BRIEF: Below is a listing. Write out exactly its lines between the one holding "Question. Identify every instance of the dark water" and the one holding "dark suit in", inclusive.
**** RECORDS TO PROCESS
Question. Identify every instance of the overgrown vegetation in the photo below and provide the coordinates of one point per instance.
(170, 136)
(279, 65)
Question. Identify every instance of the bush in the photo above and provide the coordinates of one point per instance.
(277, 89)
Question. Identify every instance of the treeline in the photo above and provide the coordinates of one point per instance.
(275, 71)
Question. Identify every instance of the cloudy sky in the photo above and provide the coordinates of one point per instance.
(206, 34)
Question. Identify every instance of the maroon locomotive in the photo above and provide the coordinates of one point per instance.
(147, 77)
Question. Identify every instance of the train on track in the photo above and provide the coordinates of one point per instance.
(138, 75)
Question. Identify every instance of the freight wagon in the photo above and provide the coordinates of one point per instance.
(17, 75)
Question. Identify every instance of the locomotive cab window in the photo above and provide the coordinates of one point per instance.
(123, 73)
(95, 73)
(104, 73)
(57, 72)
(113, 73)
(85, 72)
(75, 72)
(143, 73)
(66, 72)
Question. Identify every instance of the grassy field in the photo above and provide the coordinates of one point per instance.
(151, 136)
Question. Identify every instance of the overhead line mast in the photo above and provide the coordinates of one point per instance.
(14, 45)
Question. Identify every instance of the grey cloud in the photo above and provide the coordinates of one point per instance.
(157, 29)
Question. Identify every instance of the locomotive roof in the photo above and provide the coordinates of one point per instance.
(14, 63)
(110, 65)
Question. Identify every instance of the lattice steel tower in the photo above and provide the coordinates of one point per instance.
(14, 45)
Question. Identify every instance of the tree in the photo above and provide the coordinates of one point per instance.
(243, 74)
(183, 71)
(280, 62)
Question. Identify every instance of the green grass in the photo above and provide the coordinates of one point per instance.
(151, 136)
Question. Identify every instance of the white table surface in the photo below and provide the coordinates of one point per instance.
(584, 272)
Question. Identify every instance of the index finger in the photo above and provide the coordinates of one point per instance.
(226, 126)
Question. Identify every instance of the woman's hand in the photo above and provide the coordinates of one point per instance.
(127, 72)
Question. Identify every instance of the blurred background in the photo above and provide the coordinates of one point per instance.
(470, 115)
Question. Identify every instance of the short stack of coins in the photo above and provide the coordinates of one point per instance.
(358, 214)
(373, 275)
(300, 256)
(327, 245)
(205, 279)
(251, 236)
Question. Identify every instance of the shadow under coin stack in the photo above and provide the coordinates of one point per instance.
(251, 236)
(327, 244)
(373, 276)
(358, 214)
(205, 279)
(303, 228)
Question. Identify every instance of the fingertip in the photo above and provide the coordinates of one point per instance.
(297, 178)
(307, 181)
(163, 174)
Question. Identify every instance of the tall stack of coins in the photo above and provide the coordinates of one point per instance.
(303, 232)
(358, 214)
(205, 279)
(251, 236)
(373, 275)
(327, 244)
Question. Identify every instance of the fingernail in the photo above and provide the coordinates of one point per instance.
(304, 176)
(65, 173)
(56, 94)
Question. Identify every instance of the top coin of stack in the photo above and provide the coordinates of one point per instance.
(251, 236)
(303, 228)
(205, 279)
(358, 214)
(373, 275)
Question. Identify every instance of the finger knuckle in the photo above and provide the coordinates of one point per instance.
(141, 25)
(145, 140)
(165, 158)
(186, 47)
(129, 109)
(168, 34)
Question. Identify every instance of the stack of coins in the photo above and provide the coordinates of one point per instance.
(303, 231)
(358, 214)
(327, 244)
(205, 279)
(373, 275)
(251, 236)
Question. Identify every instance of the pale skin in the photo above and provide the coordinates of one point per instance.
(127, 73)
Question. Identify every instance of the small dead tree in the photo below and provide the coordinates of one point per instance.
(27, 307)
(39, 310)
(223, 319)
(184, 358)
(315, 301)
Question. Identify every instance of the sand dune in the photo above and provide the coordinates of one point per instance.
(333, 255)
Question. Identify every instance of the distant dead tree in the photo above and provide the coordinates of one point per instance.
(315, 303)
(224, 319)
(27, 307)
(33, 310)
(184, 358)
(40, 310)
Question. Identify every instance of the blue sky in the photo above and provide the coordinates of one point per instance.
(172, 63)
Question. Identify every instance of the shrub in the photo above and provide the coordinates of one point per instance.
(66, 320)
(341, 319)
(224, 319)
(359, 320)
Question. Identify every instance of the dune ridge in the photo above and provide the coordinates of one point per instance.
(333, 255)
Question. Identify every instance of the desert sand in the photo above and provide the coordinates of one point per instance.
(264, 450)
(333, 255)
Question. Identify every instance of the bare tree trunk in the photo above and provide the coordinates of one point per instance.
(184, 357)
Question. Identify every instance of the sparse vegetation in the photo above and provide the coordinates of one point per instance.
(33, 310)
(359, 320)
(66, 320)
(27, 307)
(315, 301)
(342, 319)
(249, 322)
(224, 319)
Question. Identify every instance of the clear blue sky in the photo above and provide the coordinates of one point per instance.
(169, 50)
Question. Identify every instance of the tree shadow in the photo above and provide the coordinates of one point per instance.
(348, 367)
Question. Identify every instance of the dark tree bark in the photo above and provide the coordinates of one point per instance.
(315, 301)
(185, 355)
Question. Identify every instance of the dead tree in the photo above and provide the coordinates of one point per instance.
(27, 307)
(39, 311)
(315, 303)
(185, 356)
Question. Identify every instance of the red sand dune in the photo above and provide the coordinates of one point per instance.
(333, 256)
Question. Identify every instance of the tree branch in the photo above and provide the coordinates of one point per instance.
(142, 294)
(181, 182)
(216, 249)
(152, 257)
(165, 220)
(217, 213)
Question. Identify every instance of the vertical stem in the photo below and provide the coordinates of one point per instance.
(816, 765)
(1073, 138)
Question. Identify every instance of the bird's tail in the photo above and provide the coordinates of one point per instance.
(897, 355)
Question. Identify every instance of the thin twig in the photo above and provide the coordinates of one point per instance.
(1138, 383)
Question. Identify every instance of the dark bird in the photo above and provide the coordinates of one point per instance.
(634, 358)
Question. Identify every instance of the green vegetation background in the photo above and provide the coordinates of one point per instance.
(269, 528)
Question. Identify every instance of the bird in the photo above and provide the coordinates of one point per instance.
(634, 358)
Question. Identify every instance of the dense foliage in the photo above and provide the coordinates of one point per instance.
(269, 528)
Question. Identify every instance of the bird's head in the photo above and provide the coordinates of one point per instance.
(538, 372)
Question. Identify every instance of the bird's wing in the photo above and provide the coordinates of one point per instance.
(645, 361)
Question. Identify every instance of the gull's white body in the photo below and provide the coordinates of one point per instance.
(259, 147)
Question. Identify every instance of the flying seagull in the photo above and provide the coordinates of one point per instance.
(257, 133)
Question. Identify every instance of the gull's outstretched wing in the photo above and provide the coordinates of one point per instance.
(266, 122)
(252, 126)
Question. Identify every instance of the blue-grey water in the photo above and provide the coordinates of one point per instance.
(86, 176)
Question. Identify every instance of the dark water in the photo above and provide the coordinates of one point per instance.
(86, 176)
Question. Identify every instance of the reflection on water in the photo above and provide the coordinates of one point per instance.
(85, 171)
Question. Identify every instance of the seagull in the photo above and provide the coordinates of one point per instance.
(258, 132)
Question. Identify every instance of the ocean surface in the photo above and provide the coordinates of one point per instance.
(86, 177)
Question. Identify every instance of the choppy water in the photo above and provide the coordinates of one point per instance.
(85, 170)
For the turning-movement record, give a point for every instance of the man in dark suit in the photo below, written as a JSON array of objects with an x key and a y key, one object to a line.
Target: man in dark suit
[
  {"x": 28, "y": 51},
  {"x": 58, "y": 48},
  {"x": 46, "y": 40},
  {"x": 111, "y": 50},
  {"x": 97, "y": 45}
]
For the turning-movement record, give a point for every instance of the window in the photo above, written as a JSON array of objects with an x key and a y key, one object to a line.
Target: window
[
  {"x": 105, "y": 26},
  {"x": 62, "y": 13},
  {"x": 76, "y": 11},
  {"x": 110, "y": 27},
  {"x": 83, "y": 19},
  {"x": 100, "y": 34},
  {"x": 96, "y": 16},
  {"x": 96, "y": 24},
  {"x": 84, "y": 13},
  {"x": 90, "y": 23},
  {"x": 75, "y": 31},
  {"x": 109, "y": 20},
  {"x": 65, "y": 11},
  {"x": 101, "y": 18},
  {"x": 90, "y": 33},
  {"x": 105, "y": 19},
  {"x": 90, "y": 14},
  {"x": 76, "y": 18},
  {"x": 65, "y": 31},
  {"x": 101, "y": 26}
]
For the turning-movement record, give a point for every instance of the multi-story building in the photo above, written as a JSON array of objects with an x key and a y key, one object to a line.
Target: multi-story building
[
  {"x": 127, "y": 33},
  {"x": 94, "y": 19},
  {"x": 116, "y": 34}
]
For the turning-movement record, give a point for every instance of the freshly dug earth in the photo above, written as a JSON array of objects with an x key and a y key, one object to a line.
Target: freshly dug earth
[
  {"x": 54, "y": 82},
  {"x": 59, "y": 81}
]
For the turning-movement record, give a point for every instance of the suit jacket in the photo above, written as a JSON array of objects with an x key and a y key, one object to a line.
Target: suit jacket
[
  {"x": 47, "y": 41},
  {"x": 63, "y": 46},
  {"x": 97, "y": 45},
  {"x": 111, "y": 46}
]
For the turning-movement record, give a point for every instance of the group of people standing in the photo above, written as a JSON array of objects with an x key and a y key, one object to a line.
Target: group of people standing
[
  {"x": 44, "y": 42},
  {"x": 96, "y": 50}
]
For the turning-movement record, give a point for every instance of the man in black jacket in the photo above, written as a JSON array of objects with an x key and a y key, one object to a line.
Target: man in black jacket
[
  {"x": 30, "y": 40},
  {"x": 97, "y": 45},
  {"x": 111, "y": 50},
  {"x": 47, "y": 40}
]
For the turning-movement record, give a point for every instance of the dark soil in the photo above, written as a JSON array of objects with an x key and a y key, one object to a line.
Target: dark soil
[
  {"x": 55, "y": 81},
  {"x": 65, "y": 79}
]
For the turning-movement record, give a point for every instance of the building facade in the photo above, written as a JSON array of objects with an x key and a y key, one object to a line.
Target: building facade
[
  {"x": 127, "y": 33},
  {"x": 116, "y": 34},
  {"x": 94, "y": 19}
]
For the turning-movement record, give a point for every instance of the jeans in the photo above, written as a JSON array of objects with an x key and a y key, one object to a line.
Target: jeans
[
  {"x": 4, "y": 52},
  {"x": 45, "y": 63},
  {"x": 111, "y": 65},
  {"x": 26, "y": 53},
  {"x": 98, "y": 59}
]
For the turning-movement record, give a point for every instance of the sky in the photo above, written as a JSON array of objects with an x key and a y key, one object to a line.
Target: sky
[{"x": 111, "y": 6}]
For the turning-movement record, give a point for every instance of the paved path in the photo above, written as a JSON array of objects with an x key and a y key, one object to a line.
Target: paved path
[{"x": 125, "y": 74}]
********
PROBLEM SOLUTION:
Question. Identify every instance of the dark water in the photo above and provide the coordinates of one point per instance.
(86, 176)
Question. Identify every instance of the reflection on water in the photo above and provide the coordinates of one point per instance.
(85, 171)
Question. Identify every instance of the seagull in the photo above and provide the coordinates of one point per instance.
(258, 132)
Question. Identify every instance of the ocean surface in the photo above and provide the coordinates of one point per instance.
(86, 177)
Question. Identify every instance of the choppy water in the photo above and provide the coordinates of one point per instance.
(85, 170)
For the turning-movement record, give a point for every instance of the man in dark suit in the photo below, written as a JSON array of objects with an x key and a y key, one object to a line.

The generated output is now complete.